■ Work to be completed ■
Copy every line, leaving nothing out and adding nothing.

■ Exercise materials ■

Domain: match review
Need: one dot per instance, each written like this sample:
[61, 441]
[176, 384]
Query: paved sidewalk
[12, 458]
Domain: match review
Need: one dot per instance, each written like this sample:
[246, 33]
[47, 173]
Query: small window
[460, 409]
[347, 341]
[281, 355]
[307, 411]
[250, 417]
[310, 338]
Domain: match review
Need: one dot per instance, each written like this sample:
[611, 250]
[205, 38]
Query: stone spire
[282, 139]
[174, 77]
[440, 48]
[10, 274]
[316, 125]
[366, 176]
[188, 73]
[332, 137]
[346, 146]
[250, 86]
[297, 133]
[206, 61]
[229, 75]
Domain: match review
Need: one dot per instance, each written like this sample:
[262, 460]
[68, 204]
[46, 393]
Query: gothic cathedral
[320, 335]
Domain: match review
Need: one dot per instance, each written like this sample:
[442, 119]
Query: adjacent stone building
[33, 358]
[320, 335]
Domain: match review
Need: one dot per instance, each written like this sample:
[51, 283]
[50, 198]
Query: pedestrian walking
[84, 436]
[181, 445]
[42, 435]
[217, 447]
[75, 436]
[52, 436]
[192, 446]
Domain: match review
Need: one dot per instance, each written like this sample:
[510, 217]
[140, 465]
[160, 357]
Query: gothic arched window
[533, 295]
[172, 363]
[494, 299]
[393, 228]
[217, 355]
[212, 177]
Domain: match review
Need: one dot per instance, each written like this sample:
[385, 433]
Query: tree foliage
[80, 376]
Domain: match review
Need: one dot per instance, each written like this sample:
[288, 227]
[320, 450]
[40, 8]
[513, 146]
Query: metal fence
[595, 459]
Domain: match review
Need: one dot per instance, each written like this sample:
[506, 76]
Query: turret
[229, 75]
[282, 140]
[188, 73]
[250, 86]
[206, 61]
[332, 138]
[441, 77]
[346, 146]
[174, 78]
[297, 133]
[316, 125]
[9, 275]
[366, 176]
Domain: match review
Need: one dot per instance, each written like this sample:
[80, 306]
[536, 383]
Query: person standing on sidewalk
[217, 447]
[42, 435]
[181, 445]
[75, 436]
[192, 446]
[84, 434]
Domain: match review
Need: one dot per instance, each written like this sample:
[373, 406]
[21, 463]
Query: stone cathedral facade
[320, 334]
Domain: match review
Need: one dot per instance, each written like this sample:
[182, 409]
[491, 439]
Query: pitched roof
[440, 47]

■ Answer below ■
Domain: match review
Need: one dot per instance, each written like this sample:
[61, 441]
[176, 384]
Query: paved sidewalk
[12, 458]
Domain: match review
Need: one dot per instance, each written like this sample:
[246, 33]
[47, 173]
Query: small window
[460, 409]
[347, 341]
[281, 355]
[307, 411]
[250, 417]
[310, 338]
Domain: match review
Need: one dot per instance, each written like this sample:
[611, 250]
[205, 38]
Query: stone spire
[282, 139]
[174, 77]
[440, 48]
[10, 274]
[316, 125]
[366, 176]
[188, 73]
[332, 137]
[346, 146]
[250, 86]
[297, 133]
[206, 61]
[229, 75]
Domain: match review
Need: one dot per instance, each written like this sample:
[262, 460]
[68, 204]
[46, 393]
Query: gothic cathedral
[320, 335]
Domain: match review
Need: one dot per instance, each written like this sample:
[442, 119]
Query: adjacent stone building
[33, 358]
[320, 335]
Domain: match review
Need: one dot per instance, each written like this sample:
[51, 283]
[50, 198]
Query: pedestrian walking
[84, 436]
[181, 445]
[42, 435]
[217, 447]
[75, 436]
[52, 436]
[192, 446]
Domain: match review
Need: one dot per instance, each written like this sample:
[510, 217]
[140, 465]
[160, 357]
Query: gothic arched window
[533, 295]
[172, 363]
[494, 299]
[393, 228]
[217, 355]
[212, 177]
Domain: match review
Need: one dot per instance, each written like this sample:
[385, 433]
Query: tree foliage
[80, 376]
Domain: match review
Need: one dot per instance, each written like this sample:
[288, 227]
[320, 450]
[40, 8]
[513, 146]
Query: metal fence
[595, 459]
Domain: match review
Need: one dot per instance, each written like this sample:
[506, 76]
Query: turret
[229, 75]
[282, 140]
[188, 73]
[250, 86]
[206, 61]
[332, 138]
[441, 77]
[346, 146]
[174, 78]
[297, 133]
[316, 125]
[9, 275]
[366, 176]
Domain: match review
Need: one dot per instance, each written like this sample:
[80, 306]
[536, 383]
Query: person standing on sidewalk
[217, 447]
[42, 435]
[181, 445]
[75, 436]
[192, 446]
[84, 434]
Domain: match review
Need: one dot per instance, each written like this sample:
[373, 406]
[21, 463]
Query: stone cathedral facade
[320, 334]
Domain: match review
Need: one dot per instance, each written like this sample:
[182, 409]
[491, 439]
Query: pitched roof
[440, 47]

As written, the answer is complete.